Set exercise: Copy out everything in the material from the line containing "For every instance of the forest, mark" down to the line containing "[[184, 38]]", both of those lines included, with no changes.
>>>
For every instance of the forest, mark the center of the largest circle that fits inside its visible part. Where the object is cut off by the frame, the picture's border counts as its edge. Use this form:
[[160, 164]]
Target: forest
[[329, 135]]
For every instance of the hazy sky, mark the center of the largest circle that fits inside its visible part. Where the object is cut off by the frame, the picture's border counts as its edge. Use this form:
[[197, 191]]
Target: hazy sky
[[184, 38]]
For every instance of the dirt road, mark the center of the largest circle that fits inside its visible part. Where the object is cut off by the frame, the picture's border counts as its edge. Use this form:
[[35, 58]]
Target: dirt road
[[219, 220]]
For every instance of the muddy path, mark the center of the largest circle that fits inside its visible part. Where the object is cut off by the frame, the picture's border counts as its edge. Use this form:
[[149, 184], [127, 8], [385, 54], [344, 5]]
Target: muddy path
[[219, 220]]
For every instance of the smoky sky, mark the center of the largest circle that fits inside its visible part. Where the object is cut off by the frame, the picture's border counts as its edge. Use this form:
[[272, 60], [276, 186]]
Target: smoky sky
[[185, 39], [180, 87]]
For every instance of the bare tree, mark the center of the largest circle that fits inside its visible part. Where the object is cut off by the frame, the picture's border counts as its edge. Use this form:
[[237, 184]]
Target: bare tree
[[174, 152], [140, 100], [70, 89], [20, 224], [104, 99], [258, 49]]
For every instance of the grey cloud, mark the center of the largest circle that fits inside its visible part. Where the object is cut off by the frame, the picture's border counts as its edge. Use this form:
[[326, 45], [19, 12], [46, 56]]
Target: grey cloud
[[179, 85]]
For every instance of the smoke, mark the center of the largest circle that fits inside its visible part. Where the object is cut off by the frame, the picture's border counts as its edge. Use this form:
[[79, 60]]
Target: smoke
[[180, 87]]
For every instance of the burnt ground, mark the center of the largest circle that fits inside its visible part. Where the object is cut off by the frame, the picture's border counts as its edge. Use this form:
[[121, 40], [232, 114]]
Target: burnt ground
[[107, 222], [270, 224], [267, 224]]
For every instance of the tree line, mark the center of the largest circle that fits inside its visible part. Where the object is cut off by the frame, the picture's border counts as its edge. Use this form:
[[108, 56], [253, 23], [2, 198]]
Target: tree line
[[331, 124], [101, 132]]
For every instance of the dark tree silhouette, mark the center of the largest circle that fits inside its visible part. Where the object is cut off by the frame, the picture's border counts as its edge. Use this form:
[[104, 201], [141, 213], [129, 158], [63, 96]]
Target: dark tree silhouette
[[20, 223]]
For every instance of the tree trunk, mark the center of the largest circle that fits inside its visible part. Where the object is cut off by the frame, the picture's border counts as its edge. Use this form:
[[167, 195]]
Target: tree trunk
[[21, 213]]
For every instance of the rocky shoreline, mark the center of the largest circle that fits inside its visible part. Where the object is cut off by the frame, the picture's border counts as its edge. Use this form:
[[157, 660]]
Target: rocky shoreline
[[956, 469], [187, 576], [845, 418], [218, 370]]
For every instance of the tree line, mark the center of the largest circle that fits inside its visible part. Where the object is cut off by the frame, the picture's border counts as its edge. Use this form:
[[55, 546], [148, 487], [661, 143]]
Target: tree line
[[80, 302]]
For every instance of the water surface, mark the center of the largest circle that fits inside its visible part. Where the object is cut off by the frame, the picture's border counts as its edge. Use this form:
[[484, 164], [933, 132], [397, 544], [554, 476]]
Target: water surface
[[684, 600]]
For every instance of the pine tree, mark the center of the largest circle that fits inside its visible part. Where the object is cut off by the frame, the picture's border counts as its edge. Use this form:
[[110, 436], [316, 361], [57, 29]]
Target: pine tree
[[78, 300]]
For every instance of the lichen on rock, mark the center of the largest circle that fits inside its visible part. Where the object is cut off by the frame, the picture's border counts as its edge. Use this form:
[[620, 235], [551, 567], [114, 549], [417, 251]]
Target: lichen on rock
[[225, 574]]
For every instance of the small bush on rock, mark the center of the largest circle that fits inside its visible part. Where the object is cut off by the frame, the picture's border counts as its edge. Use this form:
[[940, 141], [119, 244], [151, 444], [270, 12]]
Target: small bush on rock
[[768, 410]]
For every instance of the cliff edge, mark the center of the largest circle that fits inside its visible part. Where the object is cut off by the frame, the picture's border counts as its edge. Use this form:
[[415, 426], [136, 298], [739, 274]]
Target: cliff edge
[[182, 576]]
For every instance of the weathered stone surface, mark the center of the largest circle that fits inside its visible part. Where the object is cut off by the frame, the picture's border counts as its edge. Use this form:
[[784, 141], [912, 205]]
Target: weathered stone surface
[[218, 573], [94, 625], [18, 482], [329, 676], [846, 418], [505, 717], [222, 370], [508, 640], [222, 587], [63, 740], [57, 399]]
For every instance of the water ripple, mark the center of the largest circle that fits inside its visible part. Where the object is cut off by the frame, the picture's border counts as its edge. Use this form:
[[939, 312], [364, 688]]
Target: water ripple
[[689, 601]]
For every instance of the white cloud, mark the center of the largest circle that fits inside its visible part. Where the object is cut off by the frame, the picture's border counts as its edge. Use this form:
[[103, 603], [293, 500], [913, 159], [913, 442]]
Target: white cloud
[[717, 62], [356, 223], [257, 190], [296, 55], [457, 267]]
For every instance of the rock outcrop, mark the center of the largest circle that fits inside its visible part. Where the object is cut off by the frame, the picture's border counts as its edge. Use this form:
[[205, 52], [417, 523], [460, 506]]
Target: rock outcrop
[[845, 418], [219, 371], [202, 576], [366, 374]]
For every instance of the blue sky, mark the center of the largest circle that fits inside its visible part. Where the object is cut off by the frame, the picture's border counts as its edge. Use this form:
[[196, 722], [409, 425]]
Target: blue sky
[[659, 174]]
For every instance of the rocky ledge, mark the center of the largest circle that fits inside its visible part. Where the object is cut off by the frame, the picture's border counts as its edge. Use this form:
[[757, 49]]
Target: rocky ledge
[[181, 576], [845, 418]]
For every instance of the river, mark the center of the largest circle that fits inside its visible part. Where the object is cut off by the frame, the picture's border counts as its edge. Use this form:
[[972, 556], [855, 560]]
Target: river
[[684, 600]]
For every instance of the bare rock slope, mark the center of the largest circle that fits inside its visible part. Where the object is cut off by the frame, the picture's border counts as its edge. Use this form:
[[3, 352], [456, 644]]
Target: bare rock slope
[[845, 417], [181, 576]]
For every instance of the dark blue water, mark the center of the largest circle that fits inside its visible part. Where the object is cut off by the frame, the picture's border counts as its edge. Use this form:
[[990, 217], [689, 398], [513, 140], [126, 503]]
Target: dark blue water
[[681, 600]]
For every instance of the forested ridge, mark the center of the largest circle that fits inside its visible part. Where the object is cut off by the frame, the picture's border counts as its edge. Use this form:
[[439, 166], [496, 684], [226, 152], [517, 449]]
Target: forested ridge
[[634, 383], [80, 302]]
<<<
>>>
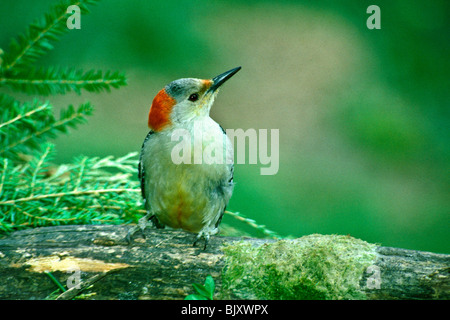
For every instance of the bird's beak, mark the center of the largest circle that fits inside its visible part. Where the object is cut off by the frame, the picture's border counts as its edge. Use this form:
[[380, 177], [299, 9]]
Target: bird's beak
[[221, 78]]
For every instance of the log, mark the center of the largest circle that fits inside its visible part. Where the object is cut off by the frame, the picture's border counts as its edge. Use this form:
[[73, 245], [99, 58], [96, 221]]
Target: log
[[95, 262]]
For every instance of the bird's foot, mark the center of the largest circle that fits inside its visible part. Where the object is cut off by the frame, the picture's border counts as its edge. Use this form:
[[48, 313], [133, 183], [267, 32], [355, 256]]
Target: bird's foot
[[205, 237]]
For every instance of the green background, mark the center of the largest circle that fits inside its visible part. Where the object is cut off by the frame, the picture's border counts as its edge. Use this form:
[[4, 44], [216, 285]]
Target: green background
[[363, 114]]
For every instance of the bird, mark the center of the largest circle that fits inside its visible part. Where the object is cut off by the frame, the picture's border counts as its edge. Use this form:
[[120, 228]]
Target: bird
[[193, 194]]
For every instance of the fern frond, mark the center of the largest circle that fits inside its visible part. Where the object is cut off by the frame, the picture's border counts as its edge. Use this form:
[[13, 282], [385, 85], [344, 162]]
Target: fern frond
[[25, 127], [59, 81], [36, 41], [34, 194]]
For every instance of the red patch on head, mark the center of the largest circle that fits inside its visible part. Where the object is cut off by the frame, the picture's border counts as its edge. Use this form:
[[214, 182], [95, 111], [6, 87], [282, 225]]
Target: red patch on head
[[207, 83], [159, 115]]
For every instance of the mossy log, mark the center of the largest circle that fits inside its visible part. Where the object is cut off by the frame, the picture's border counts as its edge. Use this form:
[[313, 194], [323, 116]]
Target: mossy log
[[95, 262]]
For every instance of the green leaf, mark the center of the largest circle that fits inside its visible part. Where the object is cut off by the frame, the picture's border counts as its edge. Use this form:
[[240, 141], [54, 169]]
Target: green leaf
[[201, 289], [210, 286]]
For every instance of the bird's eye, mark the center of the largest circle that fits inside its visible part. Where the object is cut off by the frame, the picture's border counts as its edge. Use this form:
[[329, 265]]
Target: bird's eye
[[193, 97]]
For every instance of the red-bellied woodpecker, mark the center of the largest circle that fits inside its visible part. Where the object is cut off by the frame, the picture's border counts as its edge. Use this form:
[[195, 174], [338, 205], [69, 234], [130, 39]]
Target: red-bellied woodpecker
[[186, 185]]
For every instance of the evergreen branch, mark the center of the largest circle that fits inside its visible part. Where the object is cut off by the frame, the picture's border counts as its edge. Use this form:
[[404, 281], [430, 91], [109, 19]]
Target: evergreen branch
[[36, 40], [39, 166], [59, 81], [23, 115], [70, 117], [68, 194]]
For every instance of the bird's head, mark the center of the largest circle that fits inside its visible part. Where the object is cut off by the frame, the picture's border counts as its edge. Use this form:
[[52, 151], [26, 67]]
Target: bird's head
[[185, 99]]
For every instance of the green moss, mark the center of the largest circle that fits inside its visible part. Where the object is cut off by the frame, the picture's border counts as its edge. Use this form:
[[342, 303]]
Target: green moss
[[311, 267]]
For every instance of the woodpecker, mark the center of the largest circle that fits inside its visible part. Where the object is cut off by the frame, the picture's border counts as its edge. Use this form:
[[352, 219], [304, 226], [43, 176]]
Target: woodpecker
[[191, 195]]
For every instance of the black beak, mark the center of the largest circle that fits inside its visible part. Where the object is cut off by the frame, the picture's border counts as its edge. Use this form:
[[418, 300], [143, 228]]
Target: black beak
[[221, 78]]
<<<
Written solution:
For every instance of the forest, mark the center of the largest circle that fits inside its visible part. Where the object is cut off by the frame, the picture's border counts as its edge. Use this form:
[[160, 164]]
Target: forest
[[329, 135]]
For every instance of the hazy sky, mark the center of the largest circle that fits inside its visible part. Where the object is cut off by the frame, the picture's border counts as its edge. Use this form:
[[197, 191]]
Target: hazy sky
[[184, 38]]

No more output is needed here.